United States Court of Appeals,
Fifth Circuit.

Jan. 8, 1996.

Stephen L. Henning, Bailey & Henning, Batesville, MS, for appellant.

Marvin L. White, Jr., Mike Moore, Atty. Gen., Jackson, MS, for appellee.

Appeal from the United States District Court for the Northern District of Mississippi.

Before SMITH, BARKSDALE and BENAVIDES, Circuit Judges.

BENAVIDES, Circuit Judge:

1

Larry Shelton Hentz (Hentz), a Mississippi state prisoner, appeals the district court’s denial of his petition for federal habeas relief. 28 U.S.C. Sec. 2254. The district court concluded that Hentz anticipatorily repudiated the plea agreement when he informed the prosecutor that his testimony would not comport with his prior statements. He argues that the State breached the plea agreement when it brought additional charges against him after refusing to call him to testify at a codefendant’s trial, thereby rendering it impossible for him to perform his part of the bargain. Finding that the district court properly denied relief, we affirm.

I. FACTS AND PROCEDURAL HISTORY

2

The facts and procedural history of this case are rather involved.1 A careful understanding of the complicated history underlying this appeal is necessary to resolve the issues presented. A grand jury in Tate County, Mississippi returned an indictment charging Hentz with the capital murder of James Williamson (Williamson). Several days into Hentz’s trial on this charge, defense counsel approached the prosecutor regarding the possibility of a plea agreement. On November 18, 1983, Hentz entered into a plea agreement that allowed him to plead guilty to the reduced charges of murder (non-habitual) and grand larceny (non-habitual), with consecutive sentences of life imprisonment and five years, respectively. Additionally, the prosecutor agreed to dismiss other pending charges. In exchange, Hentz agreed to be debriefed immediately regarding the events in question, to submit to a polygraph examination to determine the accuracy of such information, and to give truthful testimony at any trial of Cecilia Ann Williamson (Cecilia) and/or Owen Lee Harden (Harden). Cecilia and Harden were Hentz’s codefendants.
***
# [Work instructions]
1/ Echo word for word the part of the court opinion starting with "Marvin L. White, Jr., Mike" and going on through "District of Mississippi.".
2/ Duplicate the listing from its first line through the line with "385 157 530 273", both ends included. Leave the pictures out.
The court opinion and the listing are unrelated material.

Raw listing:
***
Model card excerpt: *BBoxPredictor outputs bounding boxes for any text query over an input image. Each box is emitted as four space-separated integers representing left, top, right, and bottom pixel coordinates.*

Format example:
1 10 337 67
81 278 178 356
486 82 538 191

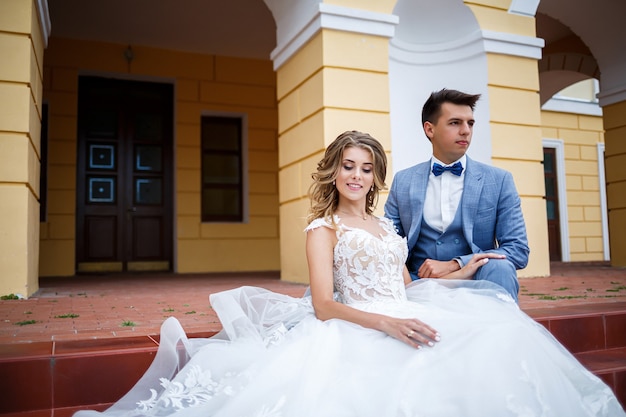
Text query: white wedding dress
75 218 626 417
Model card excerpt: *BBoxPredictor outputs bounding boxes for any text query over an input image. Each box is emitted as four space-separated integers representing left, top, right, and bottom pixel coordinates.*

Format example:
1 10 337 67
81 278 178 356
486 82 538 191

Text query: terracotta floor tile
0 263 626 342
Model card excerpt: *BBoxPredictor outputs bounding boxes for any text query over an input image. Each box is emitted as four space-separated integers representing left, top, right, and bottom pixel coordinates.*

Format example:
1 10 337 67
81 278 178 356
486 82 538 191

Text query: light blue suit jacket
385 157 530 273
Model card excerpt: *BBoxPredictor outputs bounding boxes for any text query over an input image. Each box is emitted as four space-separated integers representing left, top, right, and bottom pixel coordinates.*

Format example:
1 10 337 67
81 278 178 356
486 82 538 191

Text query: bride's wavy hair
307 130 387 224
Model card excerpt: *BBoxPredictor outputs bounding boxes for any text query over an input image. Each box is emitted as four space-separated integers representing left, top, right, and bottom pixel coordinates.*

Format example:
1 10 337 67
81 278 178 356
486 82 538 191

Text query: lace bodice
306 216 408 307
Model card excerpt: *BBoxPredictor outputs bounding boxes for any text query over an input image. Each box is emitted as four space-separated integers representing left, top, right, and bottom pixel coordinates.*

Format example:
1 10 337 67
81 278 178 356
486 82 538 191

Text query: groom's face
424 103 475 164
***
# [Final answers]
1/
Marvin L. White, Jr., Mike Moore, Atty. Gen., Jackson, MS, for appellee.

Appeal from the United States District Court for the Northern District of Mississippi.

2/
Model card excerpt: *BBoxPredictor outputs bounding boxes for any text query over an input image. Each box is emitted as four space-separated integers representing left, top, right, and bottom pixel coordinates.*

Format example:
1 10 337 67
81 278 178 356
486 82 538 191

Text query: white wedding dress
75 218 626 417
Model card excerpt: *BBoxPredictor outputs bounding boxes for any text query over an input image. Each box is emitted as four space-separated integers representing left, top, right, and bottom pixel coordinates.*

Format example:
1 10 337 67
81 278 178 356
486 82 538 191

Text query: terracotta floor tile
0 263 626 342
Model card excerpt: *BBoxPredictor outputs bounding boxes for any text query over an input image. Each box is emitted as four space-separated integers representing left, top, right, and bottom pixel coordinates.*

Format example:
1 10 337 67
81 278 178 356
486 82 538 191

Text query: light blue suit jacket
385 157 530 273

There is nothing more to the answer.